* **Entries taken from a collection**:
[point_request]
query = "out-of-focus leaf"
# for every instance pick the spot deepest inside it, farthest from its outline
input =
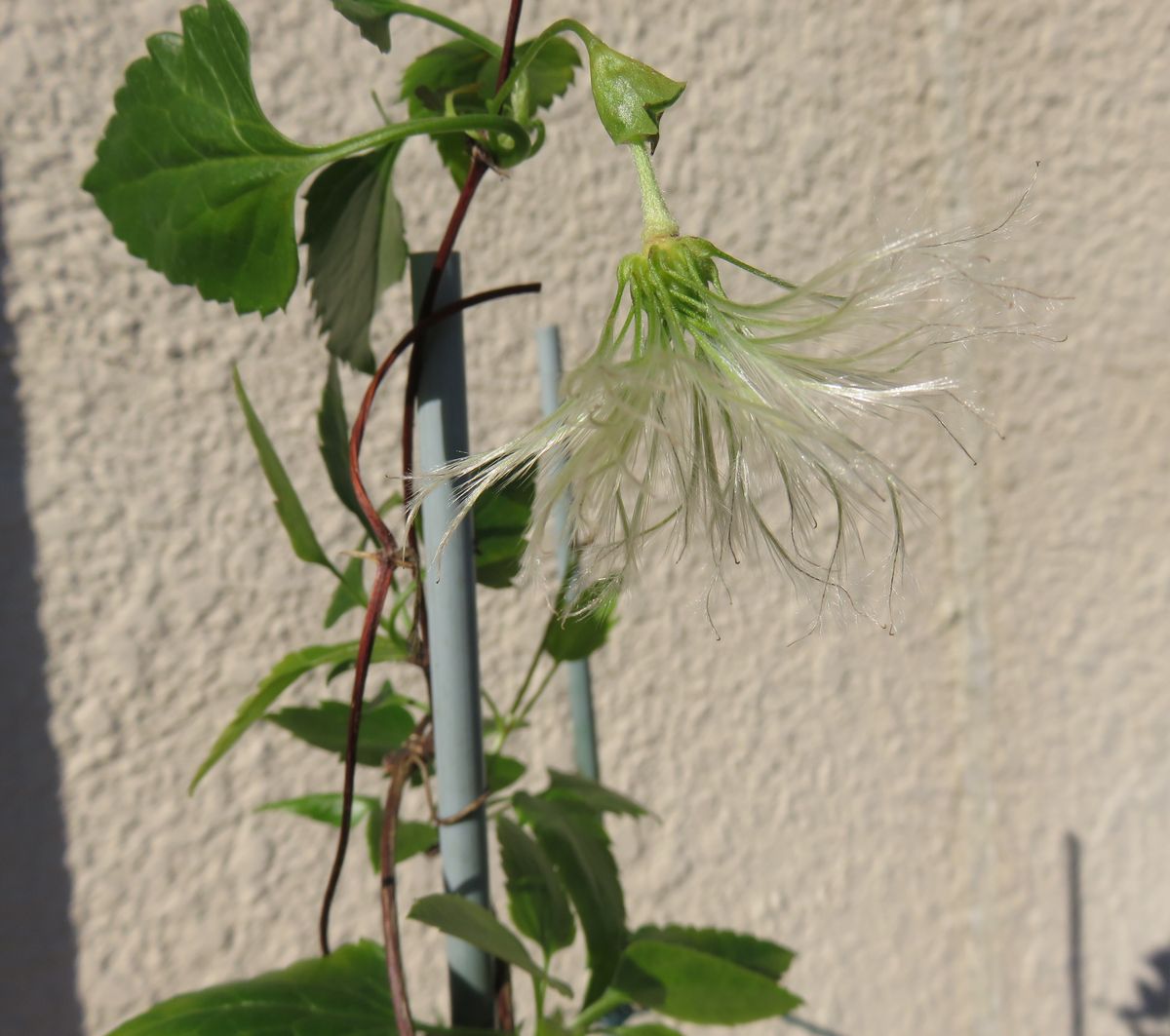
(343, 993)
(469, 922)
(590, 793)
(501, 518)
(502, 772)
(578, 630)
(693, 986)
(384, 729)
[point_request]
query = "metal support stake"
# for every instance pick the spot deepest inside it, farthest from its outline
(580, 688)
(443, 437)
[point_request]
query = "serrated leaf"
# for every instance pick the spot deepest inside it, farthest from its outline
(357, 249)
(469, 922)
(501, 519)
(536, 901)
(345, 595)
(345, 992)
(282, 676)
(286, 501)
(576, 632)
(384, 729)
(191, 173)
(769, 959)
(574, 841)
(590, 794)
(693, 986)
(333, 438)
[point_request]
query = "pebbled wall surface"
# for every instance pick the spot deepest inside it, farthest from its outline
(916, 814)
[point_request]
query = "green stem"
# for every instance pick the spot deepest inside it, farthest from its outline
(456, 27)
(432, 127)
(656, 218)
(566, 24)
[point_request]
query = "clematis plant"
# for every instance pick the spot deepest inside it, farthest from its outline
(695, 405)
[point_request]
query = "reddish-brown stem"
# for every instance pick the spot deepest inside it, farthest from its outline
(399, 771)
(389, 559)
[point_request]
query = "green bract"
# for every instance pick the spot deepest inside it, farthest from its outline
(192, 174)
(630, 96)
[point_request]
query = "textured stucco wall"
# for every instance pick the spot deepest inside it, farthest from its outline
(898, 808)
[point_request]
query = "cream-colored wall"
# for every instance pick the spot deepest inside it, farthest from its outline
(896, 808)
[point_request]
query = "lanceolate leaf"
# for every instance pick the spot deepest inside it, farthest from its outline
(693, 986)
(284, 674)
(536, 900)
(354, 228)
(287, 503)
(192, 174)
(343, 993)
(574, 841)
(333, 429)
(469, 922)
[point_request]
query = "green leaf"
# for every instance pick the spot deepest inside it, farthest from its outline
(282, 676)
(191, 173)
(357, 249)
(461, 76)
(469, 922)
(574, 841)
(630, 96)
(502, 772)
(384, 729)
(346, 595)
(501, 517)
(371, 18)
(578, 631)
(413, 837)
(333, 432)
(325, 807)
(693, 986)
(590, 793)
(769, 959)
(536, 901)
(344, 993)
(287, 503)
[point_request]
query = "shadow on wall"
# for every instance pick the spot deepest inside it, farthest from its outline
(1150, 1017)
(38, 949)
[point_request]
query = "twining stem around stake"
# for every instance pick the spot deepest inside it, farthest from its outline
(389, 559)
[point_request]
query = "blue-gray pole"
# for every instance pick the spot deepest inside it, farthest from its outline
(443, 437)
(580, 688)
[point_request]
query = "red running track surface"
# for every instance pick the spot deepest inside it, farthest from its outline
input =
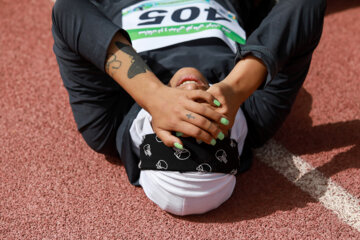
(52, 186)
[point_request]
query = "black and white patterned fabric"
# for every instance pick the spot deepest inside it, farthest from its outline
(195, 157)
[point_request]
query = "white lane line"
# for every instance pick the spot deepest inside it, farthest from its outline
(310, 180)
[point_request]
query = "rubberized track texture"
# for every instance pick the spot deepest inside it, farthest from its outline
(303, 185)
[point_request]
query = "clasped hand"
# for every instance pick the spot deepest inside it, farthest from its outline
(192, 113)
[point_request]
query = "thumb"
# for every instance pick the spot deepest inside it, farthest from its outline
(168, 139)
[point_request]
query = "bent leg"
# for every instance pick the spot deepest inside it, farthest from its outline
(187, 193)
(97, 101)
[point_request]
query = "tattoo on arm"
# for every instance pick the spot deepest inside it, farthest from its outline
(137, 64)
(113, 63)
(189, 116)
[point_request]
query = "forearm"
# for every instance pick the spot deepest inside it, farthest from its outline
(127, 68)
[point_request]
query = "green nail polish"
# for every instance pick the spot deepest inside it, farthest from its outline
(217, 103)
(221, 136)
(179, 146)
(224, 121)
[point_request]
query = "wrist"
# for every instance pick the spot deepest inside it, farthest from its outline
(153, 93)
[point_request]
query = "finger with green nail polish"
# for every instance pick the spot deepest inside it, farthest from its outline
(179, 134)
(224, 121)
(178, 146)
(220, 136)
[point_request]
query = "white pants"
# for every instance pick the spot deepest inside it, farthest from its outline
(187, 193)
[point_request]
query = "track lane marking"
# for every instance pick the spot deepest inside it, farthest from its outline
(310, 180)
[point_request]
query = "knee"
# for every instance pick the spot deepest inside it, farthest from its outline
(59, 10)
(187, 193)
(100, 140)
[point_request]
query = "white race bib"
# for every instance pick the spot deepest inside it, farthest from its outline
(156, 24)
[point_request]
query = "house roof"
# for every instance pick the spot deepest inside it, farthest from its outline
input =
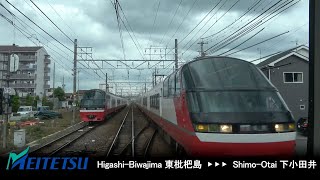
(276, 58)
(19, 48)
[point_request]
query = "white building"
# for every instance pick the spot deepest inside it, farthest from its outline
(32, 76)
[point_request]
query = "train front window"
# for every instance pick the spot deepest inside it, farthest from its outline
(236, 101)
(93, 95)
(226, 73)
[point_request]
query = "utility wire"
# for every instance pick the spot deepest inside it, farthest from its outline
(51, 21)
(36, 25)
(62, 19)
(257, 43)
(174, 15)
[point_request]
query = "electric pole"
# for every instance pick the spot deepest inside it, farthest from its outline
(5, 124)
(202, 53)
(74, 79)
(107, 82)
(176, 53)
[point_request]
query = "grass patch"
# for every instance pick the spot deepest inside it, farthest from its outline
(42, 129)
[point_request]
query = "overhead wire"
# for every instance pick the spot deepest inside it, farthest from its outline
(51, 21)
(38, 26)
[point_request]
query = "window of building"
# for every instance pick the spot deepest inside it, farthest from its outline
(293, 77)
(165, 88)
(113, 103)
(145, 101)
(178, 83)
(171, 87)
(154, 101)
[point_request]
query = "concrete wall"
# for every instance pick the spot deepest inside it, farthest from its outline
(294, 94)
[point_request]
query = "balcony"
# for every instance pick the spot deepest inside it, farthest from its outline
(46, 69)
(46, 86)
(28, 67)
(22, 85)
(47, 61)
(27, 59)
(22, 76)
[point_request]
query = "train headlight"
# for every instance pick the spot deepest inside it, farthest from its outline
(213, 128)
(226, 128)
(202, 127)
(284, 127)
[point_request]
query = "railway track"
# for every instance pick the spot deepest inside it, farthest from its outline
(135, 133)
(55, 146)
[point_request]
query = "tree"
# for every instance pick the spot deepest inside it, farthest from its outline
(29, 100)
(15, 103)
(44, 101)
(59, 93)
(35, 102)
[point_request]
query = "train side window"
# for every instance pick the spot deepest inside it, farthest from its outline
(113, 103)
(187, 81)
(165, 88)
(144, 101)
(178, 83)
(155, 101)
(171, 85)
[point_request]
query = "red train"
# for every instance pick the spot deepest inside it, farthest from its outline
(96, 105)
(221, 106)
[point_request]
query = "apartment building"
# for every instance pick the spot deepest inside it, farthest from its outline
(33, 74)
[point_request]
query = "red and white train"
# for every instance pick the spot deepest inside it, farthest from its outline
(97, 105)
(221, 106)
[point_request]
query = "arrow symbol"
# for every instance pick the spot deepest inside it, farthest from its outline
(223, 164)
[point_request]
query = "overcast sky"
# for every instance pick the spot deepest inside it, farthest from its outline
(224, 25)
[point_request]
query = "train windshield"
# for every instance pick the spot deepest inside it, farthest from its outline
(93, 99)
(230, 90)
(225, 73)
(236, 101)
(94, 95)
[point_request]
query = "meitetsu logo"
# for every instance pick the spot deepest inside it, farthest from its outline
(23, 162)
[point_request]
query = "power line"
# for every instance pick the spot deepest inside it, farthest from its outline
(154, 21)
(244, 29)
(174, 15)
(23, 32)
(248, 29)
(258, 43)
(181, 23)
(237, 20)
(210, 26)
(20, 21)
(36, 25)
(61, 18)
(242, 42)
(199, 22)
(131, 31)
(206, 22)
(51, 21)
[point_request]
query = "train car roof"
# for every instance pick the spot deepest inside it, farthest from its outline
(194, 60)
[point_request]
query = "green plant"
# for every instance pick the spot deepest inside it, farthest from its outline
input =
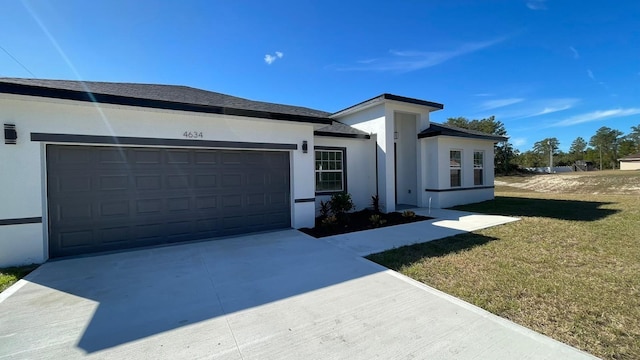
(377, 220)
(408, 214)
(375, 203)
(325, 209)
(329, 221)
(341, 204)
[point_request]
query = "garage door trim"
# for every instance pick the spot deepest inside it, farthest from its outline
(127, 140)
(58, 251)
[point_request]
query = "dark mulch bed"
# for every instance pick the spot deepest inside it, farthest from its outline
(359, 221)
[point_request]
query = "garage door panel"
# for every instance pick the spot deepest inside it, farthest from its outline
(232, 180)
(206, 181)
(107, 198)
(72, 184)
(178, 156)
(113, 182)
(148, 182)
(179, 204)
(231, 157)
(115, 208)
(115, 235)
(146, 156)
(205, 157)
(73, 239)
(207, 202)
(178, 182)
(108, 155)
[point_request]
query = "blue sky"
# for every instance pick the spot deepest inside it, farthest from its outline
(544, 68)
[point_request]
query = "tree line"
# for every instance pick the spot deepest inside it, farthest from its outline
(603, 149)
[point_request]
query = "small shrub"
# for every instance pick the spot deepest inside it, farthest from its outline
(377, 220)
(408, 214)
(375, 203)
(329, 221)
(324, 209)
(341, 203)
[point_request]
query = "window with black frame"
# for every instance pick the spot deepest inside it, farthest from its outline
(455, 167)
(478, 167)
(329, 168)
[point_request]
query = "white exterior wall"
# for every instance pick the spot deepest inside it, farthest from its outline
(406, 160)
(23, 173)
(468, 192)
(381, 120)
(374, 121)
(630, 165)
(361, 164)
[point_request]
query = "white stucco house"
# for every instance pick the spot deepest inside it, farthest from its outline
(630, 162)
(90, 167)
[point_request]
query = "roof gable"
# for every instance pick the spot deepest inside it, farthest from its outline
(382, 98)
(631, 157)
(436, 129)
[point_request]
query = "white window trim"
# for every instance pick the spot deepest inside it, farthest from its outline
(343, 171)
(481, 167)
(460, 167)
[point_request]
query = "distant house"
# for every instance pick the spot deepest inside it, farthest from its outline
(630, 162)
(90, 167)
(582, 165)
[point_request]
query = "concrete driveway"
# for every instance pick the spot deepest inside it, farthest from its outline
(279, 295)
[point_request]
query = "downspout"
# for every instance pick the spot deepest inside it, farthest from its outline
(375, 153)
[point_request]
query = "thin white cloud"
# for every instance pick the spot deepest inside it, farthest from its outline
(576, 54)
(269, 59)
(597, 115)
(498, 103)
(406, 60)
(537, 4)
(518, 141)
(552, 106)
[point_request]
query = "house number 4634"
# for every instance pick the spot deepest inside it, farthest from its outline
(193, 134)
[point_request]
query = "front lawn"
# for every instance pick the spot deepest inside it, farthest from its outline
(570, 269)
(9, 276)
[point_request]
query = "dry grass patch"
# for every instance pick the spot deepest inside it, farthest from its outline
(569, 269)
(9, 276)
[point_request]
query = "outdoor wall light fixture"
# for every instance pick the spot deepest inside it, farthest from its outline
(10, 134)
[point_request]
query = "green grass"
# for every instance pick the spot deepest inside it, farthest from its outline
(9, 276)
(569, 269)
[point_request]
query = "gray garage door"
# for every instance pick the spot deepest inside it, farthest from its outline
(104, 198)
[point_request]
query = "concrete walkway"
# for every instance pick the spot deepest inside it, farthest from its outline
(279, 295)
(445, 223)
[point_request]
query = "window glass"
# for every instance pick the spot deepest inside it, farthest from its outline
(329, 170)
(455, 168)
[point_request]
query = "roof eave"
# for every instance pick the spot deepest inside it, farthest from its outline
(495, 139)
(64, 94)
(341, 135)
(385, 98)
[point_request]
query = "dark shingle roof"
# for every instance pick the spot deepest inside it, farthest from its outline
(631, 157)
(436, 129)
(160, 96)
(338, 129)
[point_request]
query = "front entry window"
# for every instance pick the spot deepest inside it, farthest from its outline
(329, 170)
(455, 167)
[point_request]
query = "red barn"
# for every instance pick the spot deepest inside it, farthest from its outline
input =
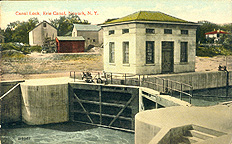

* **Task objective**:
Collect every line of the records that contains the word "house", matching its case exactly.

* **Complete response**:
query = "house roof"
query = "white stucco house"
query = "distant house"
query = "house number 4634"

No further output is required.